● **Explorer le document**
1. Répondez à ces questions d'après le texte sur le marketing alimentaire destiné aux enfants :
(a) À combien le marché enfants est-il évalué en France ?
(b) Quel canal reste le canal privilégié de la publicité alimentaire ?
(c) Quels exemples de porte-parole de marque sont cités ?
2. Traduisez en anglais cette phrase du texte sur le marketing alimentaire destiné aux enfants : « En cela, c’est le contenu même des programmes publicitaires auxquels sont soumis les enfants qui est mis en cause et non le seul temps passé devant la télévision et le comportement sédentaire que cela induit. »
3. Rédigez la suite du texte sur le marketing alimentaire destiné aux enfants, à partir de sa dernière phrase.

● **Texte source**
•••

En cela, c’est le contenu même des programmes publicitaires auxquels sont soumis les enfants qui est mis en cause et non le seul temps passé devant la télévision et le comportement sédentaire que cela induit.



Une synthèse de la littérature :


Sachant que le marché enfants est évalué à 40 milliards d’euros en France et que les dépenses alimentaires sont consacrées majoritairement aux aliments malsains, il n’est pas surprenant que les enfants soient une cible privilégiée des entreprises agro-alimentaires et qu’un nombre croissant d’études (théoriques ou expérimentales) porte sur l’impact du marketing sur leurs comportements alimentaires.


Si la recherche s’est longtemps intéressée à l’influence de la publicité télévisée - la télévision restant encore le canal privilégié de la publicité alimentaire - ; elle tend à se diversifier, portant également sur Internet, les réseaux sociaux, les « advergames », les téléphones portables, mais aussi sur des medias plus traditionnels comme le parrainage, les kits pédagogiques distribués en milieu scolaire, les emballages alimentaires; ou encore des techniques marketing spécifiques comme l’utilisation de porte-parole de marque (sportifs, chanteurs, personnages de dessins animés, etc.), d’offres promotionnelles (avec des avantages en argent ou en nature comme l’attribution de cadeaux), ou d’allégations nutritionnelles et de santé.

•••

Enregistrements issus d'un jeu de données
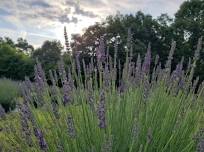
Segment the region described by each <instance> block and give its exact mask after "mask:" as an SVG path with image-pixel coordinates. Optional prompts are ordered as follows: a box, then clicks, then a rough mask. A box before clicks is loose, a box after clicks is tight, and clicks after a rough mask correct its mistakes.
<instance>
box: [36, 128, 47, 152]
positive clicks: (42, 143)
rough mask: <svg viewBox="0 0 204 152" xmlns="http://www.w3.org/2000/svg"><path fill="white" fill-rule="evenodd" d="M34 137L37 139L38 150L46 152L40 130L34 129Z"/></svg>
mask: <svg viewBox="0 0 204 152" xmlns="http://www.w3.org/2000/svg"><path fill="white" fill-rule="evenodd" d="M35 136H36V137H37V139H38V143H39V146H40V149H41V150H44V151H46V150H47V148H48V146H47V143H46V141H45V138H44V136H43V133H42V131H41V130H40V129H35Z"/></svg>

•••

● **Réponses aux exercices**
1.
(a) À 40 milliards d'euros.
(b) La télévision.
(c) Des sportifs, des chanteurs et des personnages de dessins animés.

2. In this respect, it is the very content of the advertising programs to which children are exposed that is called into question, and not merely the time spent in front of the television and the sedentary behavior it induces.

3.
Les études recensées relèvent de différents champs disciplinaires (marketing, psychologie, sociologie, médecine, etc.), certaines sont théoriques et d’autres intègrent des données expérimentales.


Les neurosciences y tiennent un part grandissante.


En permettant de mettre en lumière la contribution respective des processus conscients et inconscients dans la prise de décision des consommateurs, elles réinterrogent le modèle de «l’homo economicus» au sein des sciences sociales en montrant les limites de la rationalité économique du «consommateur souverain».


Les auteures constatent ainsi que les études parues sont issues d’expertises scientifiques collectives qui mobilisent des chercheurs de multiples disciplines.


En France, elles en recensent quatre majeures : le rapport de l’Institut nationale de la recherche agronomique (Inra) de 2010 sur les comportements alimentaires; le programme de recherche Marco (Marketing to Children and Obesity) financé par l’Agence nationale de la recherche (ANR); le programme «Gouverner les conduites des consommateurs : les cas des politiques de lutte contre l’obésité et de consommation durable», financé par l’ANR (2008-2012); et l’expertise collective de l’Inserm «Inégalités sociales de santé en lien avec l’alimentation et l’activité physique» de 2014.


Le rapport conclut cette première partie sur un constat très clair : le marketing alimentaire influence directement les choix alimentaires des enfants en favorisant leurs préférences pour des produits peu sains.



Comment le marketing alimentaire a-t-il été réglementé dans le monde ?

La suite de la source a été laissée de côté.